= What you are asked to do =
Produce the listing below again, exactly as shown.

= Data shown =
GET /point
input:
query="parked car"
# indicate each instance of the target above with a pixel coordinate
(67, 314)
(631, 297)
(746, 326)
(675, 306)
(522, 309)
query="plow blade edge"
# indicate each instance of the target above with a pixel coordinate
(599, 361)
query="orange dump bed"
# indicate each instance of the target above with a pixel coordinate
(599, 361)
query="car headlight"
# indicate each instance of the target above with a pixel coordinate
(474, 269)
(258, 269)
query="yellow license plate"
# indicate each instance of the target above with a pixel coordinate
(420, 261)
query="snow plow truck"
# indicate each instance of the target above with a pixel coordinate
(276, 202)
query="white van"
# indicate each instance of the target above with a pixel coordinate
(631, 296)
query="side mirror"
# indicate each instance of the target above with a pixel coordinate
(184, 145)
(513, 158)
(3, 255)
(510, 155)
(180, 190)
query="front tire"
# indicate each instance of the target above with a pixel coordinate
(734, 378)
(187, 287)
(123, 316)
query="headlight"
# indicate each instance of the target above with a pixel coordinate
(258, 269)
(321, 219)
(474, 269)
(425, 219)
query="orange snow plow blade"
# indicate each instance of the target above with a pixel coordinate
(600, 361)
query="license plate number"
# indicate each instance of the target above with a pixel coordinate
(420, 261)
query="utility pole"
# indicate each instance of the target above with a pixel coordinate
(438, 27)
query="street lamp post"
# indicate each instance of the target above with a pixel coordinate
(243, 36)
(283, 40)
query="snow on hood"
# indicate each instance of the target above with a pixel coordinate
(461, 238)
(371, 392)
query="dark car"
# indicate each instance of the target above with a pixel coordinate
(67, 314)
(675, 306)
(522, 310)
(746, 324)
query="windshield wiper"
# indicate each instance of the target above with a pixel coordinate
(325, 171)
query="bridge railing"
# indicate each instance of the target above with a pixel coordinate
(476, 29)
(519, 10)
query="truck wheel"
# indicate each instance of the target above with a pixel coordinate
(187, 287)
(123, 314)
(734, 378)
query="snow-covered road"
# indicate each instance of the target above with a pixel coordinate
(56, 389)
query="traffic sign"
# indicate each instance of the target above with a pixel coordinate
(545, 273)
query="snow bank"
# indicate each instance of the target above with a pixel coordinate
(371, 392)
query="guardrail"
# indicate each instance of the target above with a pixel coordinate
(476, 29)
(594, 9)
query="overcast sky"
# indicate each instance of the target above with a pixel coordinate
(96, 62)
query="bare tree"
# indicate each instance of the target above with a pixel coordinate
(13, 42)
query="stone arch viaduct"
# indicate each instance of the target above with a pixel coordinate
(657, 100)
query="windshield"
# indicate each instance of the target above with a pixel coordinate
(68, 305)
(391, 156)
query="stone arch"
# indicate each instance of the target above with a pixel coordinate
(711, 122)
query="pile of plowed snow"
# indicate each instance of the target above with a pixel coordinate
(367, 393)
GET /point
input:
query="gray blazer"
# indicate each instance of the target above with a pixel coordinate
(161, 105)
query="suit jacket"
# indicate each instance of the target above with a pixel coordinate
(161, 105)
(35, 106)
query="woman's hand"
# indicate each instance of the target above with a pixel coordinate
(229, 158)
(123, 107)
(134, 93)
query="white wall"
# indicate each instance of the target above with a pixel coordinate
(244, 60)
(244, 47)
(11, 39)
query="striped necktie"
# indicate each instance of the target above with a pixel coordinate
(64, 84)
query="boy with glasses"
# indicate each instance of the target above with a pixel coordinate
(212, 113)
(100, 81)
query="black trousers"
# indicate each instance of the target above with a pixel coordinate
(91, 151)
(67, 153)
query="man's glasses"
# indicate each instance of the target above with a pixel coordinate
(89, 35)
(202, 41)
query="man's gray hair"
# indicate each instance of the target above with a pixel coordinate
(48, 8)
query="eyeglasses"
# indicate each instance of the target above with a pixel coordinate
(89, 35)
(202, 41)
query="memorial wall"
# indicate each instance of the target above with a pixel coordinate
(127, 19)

= Solution for this problem =
GET /point
input:
query="parked car"
# indicate each instance of the target above with a pixel coordinate
(67, 314)
(631, 297)
(746, 326)
(675, 306)
(522, 309)
query="plow blade edge"
# indicate each instance of the target above with a pixel coordinate
(599, 361)
query="orange dump bed"
# indicate each instance of the target above with a pixel coordinate
(599, 361)
query="car headlight"
# indicate each instance of the target above with a pixel coordinate
(474, 269)
(258, 269)
query="yellow license plate"
# indicate each instance of the target above with a pixel coordinate
(420, 261)
query="snow plow truck"
# indicate each instance of the target above with a pixel coordinate
(276, 202)
query="white van"
# indicate each instance of the target above with a pixel coordinate
(631, 296)
query="side mirror"
# indicate each instance of the target above with a pixel coordinate
(184, 145)
(513, 158)
(3, 255)
(510, 155)
(180, 190)
query="front tire"
# indicate each instance of the target above with a pixel coordinate
(734, 378)
(187, 287)
(123, 316)
query="headlight"
# indicate each instance of the target above with a pixel coordinate
(258, 269)
(321, 219)
(474, 269)
(425, 219)
query="orange snow plow blade"
# indicate each instance of the target above with a pixel coordinate
(600, 361)
query="license plate number"
# indicate each instance of the target above with a pixel coordinate
(420, 261)
query="utility pole"
# indicate each instance of the target above with a pixel coordinate
(438, 27)
query="street lamp post"
# indicate each instance of the target above with a pixel coordinate
(243, 36)
(283, 40)
query="snow on hood"
# indicate each instance of the target above with a pixel coordinate
(461, 238)
(371, 392)
query="dark car"
# indicate each instance of the target above with a pixel coordinate
(67, 314)
(675, 306)
(522, 310)
(746, 324)
query="windshield wiper"
# indicate each instance of the target above with a pixel coordinate
(325, 171)
query="bridge railing"
# indicate each instance of the target above with a pixel coordinate
(476, 29)
(519, 10)
query="truck wheel"
# indicate each instance of the target above with a pixel coordinate
(187, 287)
(123, 314)
(734, 378)
query="snow-covered road"
# indicate each instance of the target above with a pixel coordinate
(56, 389)
query="traffic sign"
# indicate each instance of the target above with a pixel coordinate
(545, 273)
query="snow bank"
# indicate each instance of the target above with a pixel coordinate
(371, 392)
query="guardrail"
# indicate each instance of the target above with a pixel coordinate
(476, 29)
(594, 9)
query="overcast sky"
# indicate each instance of the target above with a pixel coordinate
(96, 62)
query="bare tree"
# indicate each instance of the target above with a pixel coordinate
(13, 42)
query="stone arch viaduct"
# indicate each instance of the target above with a pixel coordinate
(657, 100)
query="windshield"
# indicate each instance of the target above with a pixel coordinate
(68, 305)
(391, 156)
query="stone arch"
# indicate each instance of the target above with a pixel coordinate
(711, 122)
query="pile of plowed snow"
# indicate each instance of the target above with a pixel coordinate
(367, 393)
GET /point
input:
query="gray blazer"
# indicate each instance of the target above with a pixel coordinate
(161, 105)
query="suit jacket"
# indicate each instance of the target above with a pixel coordinate
(161, 105)
(35, 106)
query="woman's hand"
# indicate each instance of the target above with a pixel coordinate
(229, 158)
(123, 107)
(134, 93)
query="white wall"
# indicate each instance of the target above with a pixel coordinate
(244, 60)
(244, 47)
(11, 39)
query="striped necktie"
# indicate each instance of the target above with a pixel coordinate
(64, 84)
query="boy with glasses"
# indicate each instance of the target above with a pixel coordinate
(212, 113)
(100, 81)
query="black trousers"
# indicate each instance of the target above with a pixel coordinate
(91, 151)
(67, 153)
query="man's glasses"
# indicate each instance of the target above with a pixel coordinate
(89, 35)
(202, 41)
query="man's gray hair"
# indicate each instance of the target above with a pixel coordinate
(48, 8)
query="eyeglasses"
# indicate each instance of the target above with a pixel coordinate
(89, 35)
(202, 41)
query="memorial wall"
# indicate each instance of the target above with a pixel coordinate
(127, 19)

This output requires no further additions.